Tasks and exercises:
A. Using the tracing text, list every property that the text says a span has.
B. According to the tracing text, what HTTP header does W3C Trace Context define?
C. Return the passage of the tracing text from "A start time" up to and including "the HTTP status).".

Source extract:
----

Observability Fundamentals for Engineers

What Tracing Is

Metrics tell you what is happening. Logs tell you what happened in each service. Tracing is how you stitch those logs together into the single story of one request flowing through a distributed system.

If you have ever stared at a dashboard that shows high p99 latency and had to grep across five services to figure out which one was slow, tracing is the pillar you were missing.

KEY CONCEPT

A trace is a tree of what one request did across every service it touched. It is the only tool that makes distributed systems debuggable in practice.

Why tracing exists

In a monolith, a slow request is a stack trace. You can profile it, you can add a timer around each function, you can figure out what is slow.

In a distributed system, a single user request might touch 20 services. The API gateway calls the auth service calls the user service calls postgres calls three different caches calls the recommendation service calls a machine learning model calls another API. Something is slow. Which of those 20 calls is the problem?

Metrics cannot answer it, they only tell you aggregate behavior across all requests. Logs cannot answer it without a trace_id that ties them all together, and even then you are manually reconstructing timing across services. Tracing was designed specifically for this question.

The core concepts: trace, span, context

Three terms you need to be fluent with:

Trace

A trace is the full end-to-end record of one request. It has a unique trace_id and contains every span generated while handling that request, in every service it touched.

Span

A span is one unit of work inside a trace. It has:

A name (typically the operation: POST /orders, SELECT from users).
A start time and an end time (so duration).
A span_id (unique per span).
A parent_span_id (unless it is the root span).
Attributes (key/value metadata: the user ID, the SQL query, the HTTP status).
Events (timestamped messages, like "cache miss" or "retry attempted").
Links to other spans, for async / fan-out cases.

Context

Trace context is what gets passed between services so each one knows "you are part of trace X, your parent span is Y." The standard is W3C Trace Context, which defines a traceparent HTTP header:

traceparent: 00-5e1f9c2b8a6d4e7f90a1b2c3d4e5f607-a1b2c3d4e5f6a7b8-01
              |  |                                |                  |
              |  trace_id                         span_id            flags
              version

Every HTTP client propagates this header to the next service. Every server reads it and creates child spans under it.

----

Provided material:

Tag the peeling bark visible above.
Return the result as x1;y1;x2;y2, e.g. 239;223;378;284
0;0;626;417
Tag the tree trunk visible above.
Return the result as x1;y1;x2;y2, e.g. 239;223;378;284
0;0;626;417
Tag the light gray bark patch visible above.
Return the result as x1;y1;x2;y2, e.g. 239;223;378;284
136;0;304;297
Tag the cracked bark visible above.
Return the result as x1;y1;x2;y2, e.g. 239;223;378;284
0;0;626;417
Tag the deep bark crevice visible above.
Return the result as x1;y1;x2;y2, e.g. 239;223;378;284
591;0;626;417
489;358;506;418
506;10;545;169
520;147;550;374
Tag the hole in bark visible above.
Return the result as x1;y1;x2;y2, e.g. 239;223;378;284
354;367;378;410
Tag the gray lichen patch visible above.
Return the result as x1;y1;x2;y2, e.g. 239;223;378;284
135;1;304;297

----

Answers provided:
A.
- A name (typically the operation, such as POST /orders or SELECT from users)
- A start time and an end time (so duration)
- A span_id (unique per span)
- A parent_span_id (unless it is the root span)
- Attributes (key/value metadata such as the user ID, the SQL query, the HTTP status)
- Events (timestamped messages, like "cache miss" or "retry attempted")
- Links to other spans, for async / fan-out cases

B. The traceparent header.

C.
A start time and an end time (so duration).
A span_id (unique per span).
A parent_span_id (unless it is the root span).
Attributes (key/value metadata: the user ID, the SQL query, the HTTP status).